_Tâche courte a_
Relevez toutes les années et décennies mentionnées dans le texte fourni.

_Texte fourni_
En quittant les Gensburg dix-sept ans plus tard, Maier ne peut plus développer elle-même ses films. Travaillant de famille en famille, elle emporte avec elle de plus en plus de pellicules non développées et de photos non tirées. Elle photographia jusqu’à la fin des années 1990, s’essayant à la couleur. Ces pellicules resteront également non développés, tant ses soucis financiers deviennent importants. Elle stocke alors ses négatifs, pellicules et documents dans un storage. Au début des années 2000, les enfants Gensburg la prennent en charge et la logent dans un petit studio. Ses affaires sont oubliées jusqu’à ce qu’elles se retrouvent en 2007 dans une vente aux enchères pour impayés, sans qu’elle le sache. Vivian Maier décède en 2009 des suites d’une chute.

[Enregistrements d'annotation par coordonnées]
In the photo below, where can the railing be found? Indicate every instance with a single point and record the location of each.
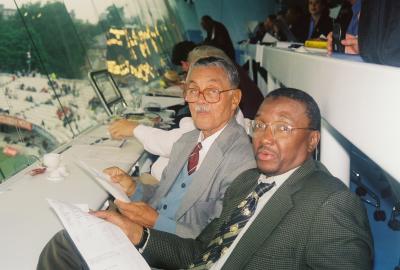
(359, 103)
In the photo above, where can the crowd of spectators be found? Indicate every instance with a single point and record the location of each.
(296, 25)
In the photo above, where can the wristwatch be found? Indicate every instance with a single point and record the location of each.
(142, 243)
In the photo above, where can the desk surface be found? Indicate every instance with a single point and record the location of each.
(359, 100)
(27, 222)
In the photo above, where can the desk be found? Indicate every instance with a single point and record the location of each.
(27, 222)
(358, 101)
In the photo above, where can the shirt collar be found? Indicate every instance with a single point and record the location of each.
(356, 7)
(207, 142)
(278, 179)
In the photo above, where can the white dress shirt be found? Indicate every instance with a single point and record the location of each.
(159, 142)
(206, 144)
(262, 201)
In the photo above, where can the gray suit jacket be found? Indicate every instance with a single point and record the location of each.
(311, 222)
(230, 154)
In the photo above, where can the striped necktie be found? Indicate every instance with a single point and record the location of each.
(194, 159)
(228, 231)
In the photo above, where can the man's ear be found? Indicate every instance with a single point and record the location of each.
(313, 140)
(185, 66)
(236, 97)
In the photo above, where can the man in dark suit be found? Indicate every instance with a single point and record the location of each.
(289, 213)
(217, 36)
(318, 20)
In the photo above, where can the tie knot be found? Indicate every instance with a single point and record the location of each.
(261, 188)
(198, 147)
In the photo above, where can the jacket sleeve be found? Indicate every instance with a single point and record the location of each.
(340, 237)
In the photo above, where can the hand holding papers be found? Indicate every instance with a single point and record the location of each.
(103, 245)
(104, 180)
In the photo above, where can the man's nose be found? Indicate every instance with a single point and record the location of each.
(268, 135)
(201, 98)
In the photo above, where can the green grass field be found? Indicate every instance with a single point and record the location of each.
(10, 165)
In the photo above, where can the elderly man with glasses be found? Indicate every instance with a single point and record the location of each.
(288, 213)
(202, 165)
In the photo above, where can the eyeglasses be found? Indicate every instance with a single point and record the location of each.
(211, 95)
(278, 129)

_Tâche courte b_
Recueillez chaque ligne des enregistrements où figure le mot "desk".

_Résultat a_
la fin des années 1990 ; le début des années 2000 ; 2007 ; 2009

_Résultat b_
In the photo above, where can the desk surface be found? Indicate every instance with a single point and record the location of each.
In the photo above, where can the desk be found? Indicate every instance with a single point and record the location of each.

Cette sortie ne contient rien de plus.